** DATA FOR PROCESSING follows **

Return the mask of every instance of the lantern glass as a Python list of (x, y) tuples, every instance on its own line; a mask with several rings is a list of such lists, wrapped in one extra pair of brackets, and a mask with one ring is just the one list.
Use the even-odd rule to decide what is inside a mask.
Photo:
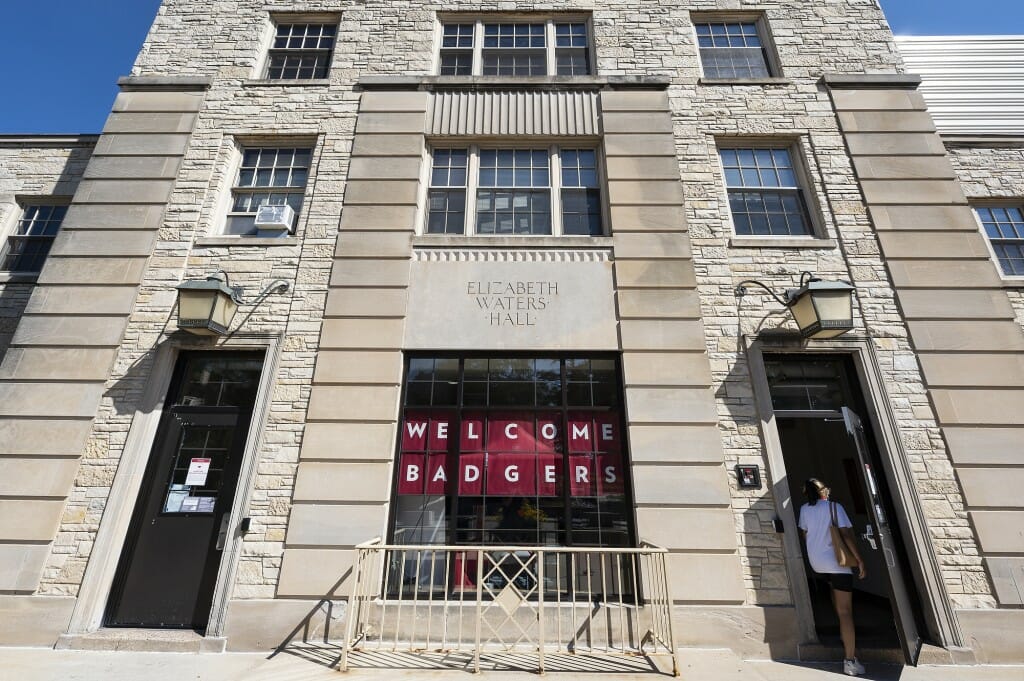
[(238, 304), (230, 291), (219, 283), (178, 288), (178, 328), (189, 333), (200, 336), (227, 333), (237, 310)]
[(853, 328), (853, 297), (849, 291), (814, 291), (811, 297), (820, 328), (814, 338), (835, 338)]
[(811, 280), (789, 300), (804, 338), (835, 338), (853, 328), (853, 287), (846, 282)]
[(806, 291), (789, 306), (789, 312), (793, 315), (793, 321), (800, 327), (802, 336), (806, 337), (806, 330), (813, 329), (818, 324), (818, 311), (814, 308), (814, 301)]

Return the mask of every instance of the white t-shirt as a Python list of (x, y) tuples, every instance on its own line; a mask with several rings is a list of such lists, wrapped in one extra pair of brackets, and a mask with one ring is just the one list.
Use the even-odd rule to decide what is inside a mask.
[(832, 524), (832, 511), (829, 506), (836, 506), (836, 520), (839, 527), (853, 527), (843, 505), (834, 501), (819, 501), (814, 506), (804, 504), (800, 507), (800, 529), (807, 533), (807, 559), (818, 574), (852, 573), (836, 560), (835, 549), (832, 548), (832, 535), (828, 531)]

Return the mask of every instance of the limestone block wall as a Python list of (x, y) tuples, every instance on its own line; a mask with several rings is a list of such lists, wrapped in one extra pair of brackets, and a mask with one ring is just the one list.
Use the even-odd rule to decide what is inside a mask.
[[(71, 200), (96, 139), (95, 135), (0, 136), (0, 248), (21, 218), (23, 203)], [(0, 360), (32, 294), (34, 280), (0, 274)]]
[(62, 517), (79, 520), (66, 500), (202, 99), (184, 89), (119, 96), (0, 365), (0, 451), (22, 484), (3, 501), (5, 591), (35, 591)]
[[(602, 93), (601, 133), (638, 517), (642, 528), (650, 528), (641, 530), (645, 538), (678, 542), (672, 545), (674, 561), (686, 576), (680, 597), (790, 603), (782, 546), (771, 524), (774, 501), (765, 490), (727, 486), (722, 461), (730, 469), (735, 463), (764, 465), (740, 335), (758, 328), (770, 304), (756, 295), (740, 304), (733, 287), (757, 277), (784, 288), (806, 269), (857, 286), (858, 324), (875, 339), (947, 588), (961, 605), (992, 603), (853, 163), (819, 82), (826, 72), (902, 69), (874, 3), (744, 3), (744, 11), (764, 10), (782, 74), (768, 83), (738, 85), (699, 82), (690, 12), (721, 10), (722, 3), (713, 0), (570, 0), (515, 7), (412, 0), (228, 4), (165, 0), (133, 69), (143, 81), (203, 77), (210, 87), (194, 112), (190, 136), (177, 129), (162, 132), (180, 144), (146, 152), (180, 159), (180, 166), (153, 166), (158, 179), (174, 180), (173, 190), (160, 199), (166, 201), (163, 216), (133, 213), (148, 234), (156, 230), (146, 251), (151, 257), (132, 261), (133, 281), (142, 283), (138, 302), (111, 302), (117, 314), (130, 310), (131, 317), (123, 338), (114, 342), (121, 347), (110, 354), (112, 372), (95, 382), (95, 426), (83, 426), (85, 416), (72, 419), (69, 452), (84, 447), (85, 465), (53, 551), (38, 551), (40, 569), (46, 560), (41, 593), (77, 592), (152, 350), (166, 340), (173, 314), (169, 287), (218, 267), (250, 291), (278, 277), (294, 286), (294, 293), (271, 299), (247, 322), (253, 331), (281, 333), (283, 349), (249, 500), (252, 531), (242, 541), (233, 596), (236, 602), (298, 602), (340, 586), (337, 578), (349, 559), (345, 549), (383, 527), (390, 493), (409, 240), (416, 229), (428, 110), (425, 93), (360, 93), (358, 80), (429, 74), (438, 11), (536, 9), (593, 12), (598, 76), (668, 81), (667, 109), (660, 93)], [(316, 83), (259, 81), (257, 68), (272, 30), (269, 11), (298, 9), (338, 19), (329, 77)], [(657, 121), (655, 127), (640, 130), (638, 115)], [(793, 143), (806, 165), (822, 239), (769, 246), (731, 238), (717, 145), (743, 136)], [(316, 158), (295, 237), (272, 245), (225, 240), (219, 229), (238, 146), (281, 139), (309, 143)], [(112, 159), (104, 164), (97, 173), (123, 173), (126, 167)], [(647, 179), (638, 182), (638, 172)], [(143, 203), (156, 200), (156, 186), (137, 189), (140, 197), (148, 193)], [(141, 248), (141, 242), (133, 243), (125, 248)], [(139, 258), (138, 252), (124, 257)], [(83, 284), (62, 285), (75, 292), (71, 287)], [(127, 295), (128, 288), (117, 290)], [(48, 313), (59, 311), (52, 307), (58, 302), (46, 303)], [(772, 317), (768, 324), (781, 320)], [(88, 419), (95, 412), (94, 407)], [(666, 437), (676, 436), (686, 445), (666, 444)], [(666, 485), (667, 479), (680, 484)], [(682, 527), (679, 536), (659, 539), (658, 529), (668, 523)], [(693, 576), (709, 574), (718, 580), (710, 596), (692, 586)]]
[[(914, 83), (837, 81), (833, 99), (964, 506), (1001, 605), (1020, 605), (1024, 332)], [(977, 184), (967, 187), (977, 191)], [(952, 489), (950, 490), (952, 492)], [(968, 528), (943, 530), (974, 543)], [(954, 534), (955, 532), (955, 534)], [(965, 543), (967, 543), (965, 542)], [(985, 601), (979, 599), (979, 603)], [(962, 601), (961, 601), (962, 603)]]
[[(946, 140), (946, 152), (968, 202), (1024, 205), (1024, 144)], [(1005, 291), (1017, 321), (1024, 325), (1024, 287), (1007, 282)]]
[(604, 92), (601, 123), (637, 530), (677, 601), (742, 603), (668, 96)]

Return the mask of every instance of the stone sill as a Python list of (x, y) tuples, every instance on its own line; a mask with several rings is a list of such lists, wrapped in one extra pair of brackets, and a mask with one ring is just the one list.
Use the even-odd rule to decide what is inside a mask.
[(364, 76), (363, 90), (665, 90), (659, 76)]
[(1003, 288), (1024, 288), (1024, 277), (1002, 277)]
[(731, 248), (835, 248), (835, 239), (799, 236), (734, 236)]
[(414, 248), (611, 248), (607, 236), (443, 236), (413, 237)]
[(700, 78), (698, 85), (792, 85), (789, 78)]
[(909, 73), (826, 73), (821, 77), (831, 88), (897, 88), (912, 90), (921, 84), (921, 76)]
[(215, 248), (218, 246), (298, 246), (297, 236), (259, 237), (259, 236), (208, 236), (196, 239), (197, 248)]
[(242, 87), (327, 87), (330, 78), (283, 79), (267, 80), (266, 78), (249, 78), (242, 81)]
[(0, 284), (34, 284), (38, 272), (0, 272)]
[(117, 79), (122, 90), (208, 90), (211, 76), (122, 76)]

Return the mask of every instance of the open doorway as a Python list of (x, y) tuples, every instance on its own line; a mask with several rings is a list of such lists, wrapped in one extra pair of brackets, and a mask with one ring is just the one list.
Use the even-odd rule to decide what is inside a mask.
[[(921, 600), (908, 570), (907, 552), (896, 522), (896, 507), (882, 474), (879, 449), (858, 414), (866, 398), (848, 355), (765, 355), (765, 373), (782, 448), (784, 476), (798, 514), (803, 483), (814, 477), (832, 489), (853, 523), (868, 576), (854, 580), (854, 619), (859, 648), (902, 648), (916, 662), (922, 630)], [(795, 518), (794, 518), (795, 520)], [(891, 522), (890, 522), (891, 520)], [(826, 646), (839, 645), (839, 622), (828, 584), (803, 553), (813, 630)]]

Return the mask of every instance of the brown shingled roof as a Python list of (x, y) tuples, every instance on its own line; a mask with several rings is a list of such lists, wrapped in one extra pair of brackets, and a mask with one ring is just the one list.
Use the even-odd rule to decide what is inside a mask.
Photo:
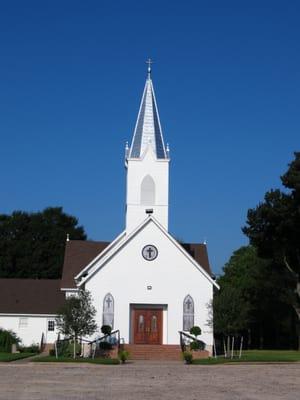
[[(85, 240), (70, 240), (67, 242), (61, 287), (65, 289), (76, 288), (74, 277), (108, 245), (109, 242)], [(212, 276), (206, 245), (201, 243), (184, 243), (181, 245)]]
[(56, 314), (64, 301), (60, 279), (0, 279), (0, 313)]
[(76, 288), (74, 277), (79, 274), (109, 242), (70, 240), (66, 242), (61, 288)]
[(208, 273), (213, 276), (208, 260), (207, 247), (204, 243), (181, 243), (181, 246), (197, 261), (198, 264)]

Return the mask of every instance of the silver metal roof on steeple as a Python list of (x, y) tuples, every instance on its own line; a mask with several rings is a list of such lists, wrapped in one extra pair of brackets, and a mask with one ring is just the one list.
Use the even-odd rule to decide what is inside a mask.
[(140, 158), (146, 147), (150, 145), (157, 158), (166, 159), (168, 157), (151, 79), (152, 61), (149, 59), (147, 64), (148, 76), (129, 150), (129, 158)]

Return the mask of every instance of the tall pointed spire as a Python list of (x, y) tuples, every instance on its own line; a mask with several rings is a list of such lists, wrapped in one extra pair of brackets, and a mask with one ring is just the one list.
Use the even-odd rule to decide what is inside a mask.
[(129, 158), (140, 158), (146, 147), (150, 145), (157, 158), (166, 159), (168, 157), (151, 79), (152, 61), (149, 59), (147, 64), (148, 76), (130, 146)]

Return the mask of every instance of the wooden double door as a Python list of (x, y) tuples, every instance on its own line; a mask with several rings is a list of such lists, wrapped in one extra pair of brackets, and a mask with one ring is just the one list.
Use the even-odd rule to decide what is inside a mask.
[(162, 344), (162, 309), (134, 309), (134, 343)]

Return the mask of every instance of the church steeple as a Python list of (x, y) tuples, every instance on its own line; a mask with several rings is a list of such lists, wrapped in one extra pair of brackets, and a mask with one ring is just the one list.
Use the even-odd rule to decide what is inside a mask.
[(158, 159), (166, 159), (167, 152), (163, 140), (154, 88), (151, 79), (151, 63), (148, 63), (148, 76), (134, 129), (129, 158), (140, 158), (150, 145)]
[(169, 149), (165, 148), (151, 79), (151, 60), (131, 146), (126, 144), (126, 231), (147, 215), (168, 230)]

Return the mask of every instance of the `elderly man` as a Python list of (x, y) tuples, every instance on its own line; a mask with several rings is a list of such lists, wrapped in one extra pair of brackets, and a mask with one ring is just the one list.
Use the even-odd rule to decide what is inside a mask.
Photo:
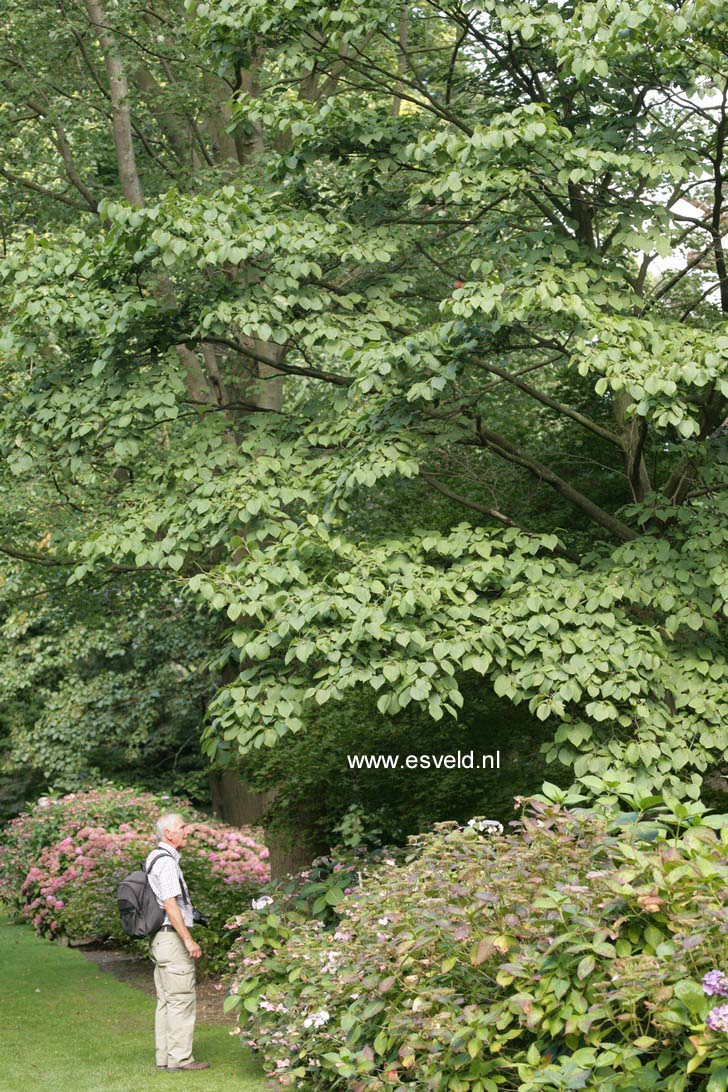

** End of DATA FOR PROCESSING **

PROBLEM STATEMENT - Note how many lines in the material hold the word "steeple", and give that number by itself.

OUTPUT - 2